--- Selected passage ---
>>

Notre Dame Film Students’ Documentary Explores a New Kind of Modern Family

Author: Claire Stephens

Grace Johnson, left, and Kelsie Kiley at the premiere of their documentary, "Project Hopeful" Grace Johnson, left, and Kelsie Kiley at the premiere of their documentary, Project Hopeful.

Project Hopeful, a documentary 2012 University of Notre Dame graduates Grace Johnson and Kelsie Kiley made for a course in the Department of Film, Television and Theater (FTT), is about a new kind of modern family: one where an Illinois couple with seven biological children doubles the size of its family by adopting orphans with HIV/AIDS and special needs.

Johnson and Kiley’s film follows Carolyn and Kiel Twietmeyer, the couple who started a nonprofit called Project Hopeful, and other families who have adopted children through the organization.

The FTT students decided to pursue the Twietmeyers and their organization after reading an article about them on GoodNewsGazette.net, a site that publishes only positive stories. Though the two had never worked together before, they agreed they wanted their film to spread the family’s message and not feel forced.

<<

--- Data excerpts ---
>>

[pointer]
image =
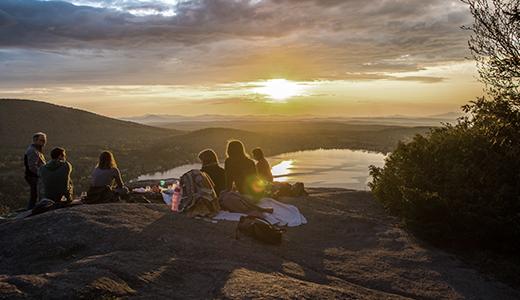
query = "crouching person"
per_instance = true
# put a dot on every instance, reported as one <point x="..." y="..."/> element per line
<point x="106" y="183"/>
<point x="55" y="181"/>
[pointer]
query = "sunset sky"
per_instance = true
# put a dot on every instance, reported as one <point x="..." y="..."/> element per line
<point x="321" y="57"/>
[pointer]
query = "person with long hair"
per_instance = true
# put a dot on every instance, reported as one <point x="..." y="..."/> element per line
<point x="106" y="174"/>
<point x="33" y="160"/>
<point x="211" y="167"/>
<point x="55" y="178"/>
<point x="241" y="173"/>
<point x="240" y="169"/>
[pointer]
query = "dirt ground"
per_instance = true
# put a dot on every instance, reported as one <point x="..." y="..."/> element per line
<point x="350" y="249"/>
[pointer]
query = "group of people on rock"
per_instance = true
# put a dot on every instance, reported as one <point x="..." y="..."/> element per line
<point x="52" y="179"/>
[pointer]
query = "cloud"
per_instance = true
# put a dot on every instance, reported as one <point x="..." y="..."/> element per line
<point x="223" y="41"/>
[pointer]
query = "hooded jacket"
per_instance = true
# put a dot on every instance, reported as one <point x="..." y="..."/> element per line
<point x="55" y="181"/>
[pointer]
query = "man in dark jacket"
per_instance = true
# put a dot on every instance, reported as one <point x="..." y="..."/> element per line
<point x="55" y="181"/>
<point x="33" y="160"/>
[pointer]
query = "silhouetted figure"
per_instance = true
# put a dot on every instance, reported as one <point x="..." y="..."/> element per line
<point x="55" y="181"/>
<point x="33" y="159"/>
<point x="107" y="175"/>
<point x="240" y="170"/>
<point x="262" y="166"/>
<point x="211" y="167"/>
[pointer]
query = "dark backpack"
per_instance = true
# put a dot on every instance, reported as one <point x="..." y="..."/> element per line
<point x="198" y="195"/>
<point x="259" y="229"/>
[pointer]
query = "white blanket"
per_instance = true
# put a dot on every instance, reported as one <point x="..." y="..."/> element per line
<point x="283" y="214"/>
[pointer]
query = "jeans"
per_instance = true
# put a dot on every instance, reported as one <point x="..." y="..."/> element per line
<point x="33" y="184"/>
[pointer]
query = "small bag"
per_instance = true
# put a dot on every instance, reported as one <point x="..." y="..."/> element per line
<point x="259" y="229"/>
<point x="198" y="197"/>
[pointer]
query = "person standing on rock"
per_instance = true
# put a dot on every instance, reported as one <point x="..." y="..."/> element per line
<point x="55" y="178"/>
<point x="33" y="159"/>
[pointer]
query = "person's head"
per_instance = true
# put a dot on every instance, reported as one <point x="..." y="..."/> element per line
<point x="39" y="139"/>
<point x="107" y="160"/>
<point x="208" y="157"/>
<point x="236" y="149"/>
<point x="58" y="153"/>
<point x="258" y="154"/>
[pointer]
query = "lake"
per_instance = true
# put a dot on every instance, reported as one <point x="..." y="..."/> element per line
<point x="336" y="168"/>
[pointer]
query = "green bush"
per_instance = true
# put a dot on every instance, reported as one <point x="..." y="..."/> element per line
<point x="460" y="183"/>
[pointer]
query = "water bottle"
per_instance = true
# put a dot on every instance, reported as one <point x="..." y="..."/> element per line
<point x="176" y="197"/>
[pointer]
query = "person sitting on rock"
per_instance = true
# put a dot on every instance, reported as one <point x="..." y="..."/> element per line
<point x="55" y="180"/>
<point x="241" y="172"/>
<point x="106" y="177"/>
<point x="211" y="167"/>
<point x="33" y="159"/>
<point x="262" y="165"/>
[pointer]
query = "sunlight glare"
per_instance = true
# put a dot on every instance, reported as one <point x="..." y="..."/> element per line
<point x="279" y="89"/>
<point x="282" y="170"/>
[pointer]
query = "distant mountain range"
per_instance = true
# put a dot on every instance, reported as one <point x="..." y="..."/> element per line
<point x="168" y="121"/>
<point x="19" y="119"/>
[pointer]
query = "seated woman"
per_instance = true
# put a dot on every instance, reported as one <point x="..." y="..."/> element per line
<point x="240" y="169"/>
<point x="106" y="178"/>
<point x="262" y="165"/>
<point x="211" y="167"/>
<point x="241" y="173"/>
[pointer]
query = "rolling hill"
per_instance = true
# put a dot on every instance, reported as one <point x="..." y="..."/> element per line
<point x="19" y="119"/>
<point x="142" y="149"/>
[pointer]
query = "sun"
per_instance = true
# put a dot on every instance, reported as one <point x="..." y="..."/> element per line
<point x="279" y="90"/>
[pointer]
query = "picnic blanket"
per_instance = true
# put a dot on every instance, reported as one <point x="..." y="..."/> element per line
<point x="283" y="214"/>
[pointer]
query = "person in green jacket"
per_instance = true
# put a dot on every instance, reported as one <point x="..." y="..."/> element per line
<point x="55" y="181"/>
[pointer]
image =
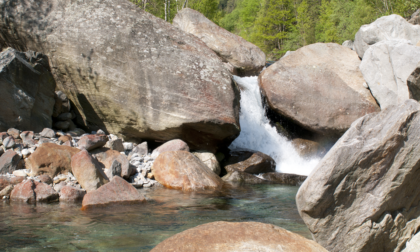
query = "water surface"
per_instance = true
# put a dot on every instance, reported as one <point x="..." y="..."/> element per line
<point x="64" y="227"/>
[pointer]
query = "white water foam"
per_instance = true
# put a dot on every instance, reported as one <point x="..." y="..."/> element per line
<point x="257" y="134"/>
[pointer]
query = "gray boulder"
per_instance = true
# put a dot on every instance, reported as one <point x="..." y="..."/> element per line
<point x="27" y="91"/>
<point x="128" y="72"/>
<point x="386" y="67"/>
<point x="246" y="58"/>
<point x="319" y="87"/>
<point x="363" y="195"/>
<point x="385" y="28"/>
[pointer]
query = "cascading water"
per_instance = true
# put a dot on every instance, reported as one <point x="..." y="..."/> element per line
<point x="257" y="133"/>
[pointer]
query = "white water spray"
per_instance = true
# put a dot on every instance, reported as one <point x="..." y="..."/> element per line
<point x="257" y="134"/>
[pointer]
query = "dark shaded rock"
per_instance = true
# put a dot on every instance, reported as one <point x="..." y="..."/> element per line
<point x="27" y="89"/>
<point x="118" y="191"/>
<point x="182" y="170"/>
<point x="363" y="195"/>
<point x="149" y="80"/>
<point x="51" y="159"/>
<point x="223" y="236"/>
<point x="9" y="162"/>
<point x="250" y="162"/>
<point x="88" y="171"/>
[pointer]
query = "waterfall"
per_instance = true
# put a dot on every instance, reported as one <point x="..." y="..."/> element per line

<<

--- What to work on ---
Transcribe the passage of the article on the Project Hopeful documentary starting with "Johnson and Kiley’s" and going on through "not feel forced.". The records have nothing to do with this.

--- Exercise response ---
Johnson and Kiley’s film follows Carolyn and Kiel Twietmeyer, the couple who started a nonprofit called Project Hopeful, and other families who have adopted children through the organization.

The FTT students decided to pursue the Twietmeyers and their organization after reading an article about them on GoodNewsGazette.net, a site that publishes only positive stories. Though the two had never worked together before, they agreed they wanted their film to spread the family’s message and not feel forced.